START Data under study

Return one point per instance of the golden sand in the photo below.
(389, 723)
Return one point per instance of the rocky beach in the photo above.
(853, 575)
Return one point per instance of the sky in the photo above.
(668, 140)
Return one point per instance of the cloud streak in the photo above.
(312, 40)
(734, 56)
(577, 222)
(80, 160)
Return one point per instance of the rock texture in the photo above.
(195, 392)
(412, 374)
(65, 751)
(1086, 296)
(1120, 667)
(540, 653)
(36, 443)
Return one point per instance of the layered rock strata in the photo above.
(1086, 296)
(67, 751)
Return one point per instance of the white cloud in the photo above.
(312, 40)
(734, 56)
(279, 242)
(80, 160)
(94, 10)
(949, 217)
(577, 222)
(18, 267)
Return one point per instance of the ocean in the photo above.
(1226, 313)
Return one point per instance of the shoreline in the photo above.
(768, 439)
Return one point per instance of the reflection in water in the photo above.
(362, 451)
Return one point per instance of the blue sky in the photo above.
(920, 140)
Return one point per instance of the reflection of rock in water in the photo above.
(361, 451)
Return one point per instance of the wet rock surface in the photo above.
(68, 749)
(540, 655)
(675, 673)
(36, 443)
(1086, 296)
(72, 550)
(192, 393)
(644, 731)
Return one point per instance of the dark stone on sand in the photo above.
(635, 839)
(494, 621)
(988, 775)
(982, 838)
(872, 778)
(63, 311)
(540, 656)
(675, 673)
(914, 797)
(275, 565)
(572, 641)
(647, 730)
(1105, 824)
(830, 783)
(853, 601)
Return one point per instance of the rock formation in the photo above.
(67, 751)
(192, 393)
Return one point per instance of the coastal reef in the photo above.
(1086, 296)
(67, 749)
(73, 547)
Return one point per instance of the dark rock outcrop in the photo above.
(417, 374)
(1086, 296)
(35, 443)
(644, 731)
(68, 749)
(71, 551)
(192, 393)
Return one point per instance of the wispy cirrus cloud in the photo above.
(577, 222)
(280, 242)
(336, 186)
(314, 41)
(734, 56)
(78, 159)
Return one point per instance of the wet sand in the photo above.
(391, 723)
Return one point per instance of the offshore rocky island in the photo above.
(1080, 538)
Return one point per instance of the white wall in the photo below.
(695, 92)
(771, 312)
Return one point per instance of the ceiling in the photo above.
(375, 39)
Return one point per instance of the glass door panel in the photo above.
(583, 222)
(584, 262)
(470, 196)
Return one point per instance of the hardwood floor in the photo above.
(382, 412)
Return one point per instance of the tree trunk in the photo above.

END Data under study

■ Task details
Please return exactly the lines that run from the line with "Return one point per instance of the offshore" through the end of the records above, both included, and nothing more.

■ Answer box
Return one point per instance of the offshore rocky island in the photo above.
(1080, 538)
Return one point per instance of the white wall in the photo below.
(695, 92)
(771, 312)
Return one point per instance of the ceiling in the photo above.
(375, 39)
Return one point per instance of the glass door panel in the photo above.
(583, 222)
(584, 262)
(470, 196)
Return one point per instance of the hardwood floor in the photo above.
(382, 412)
Return one point per instance of the tree trunk in the photo above.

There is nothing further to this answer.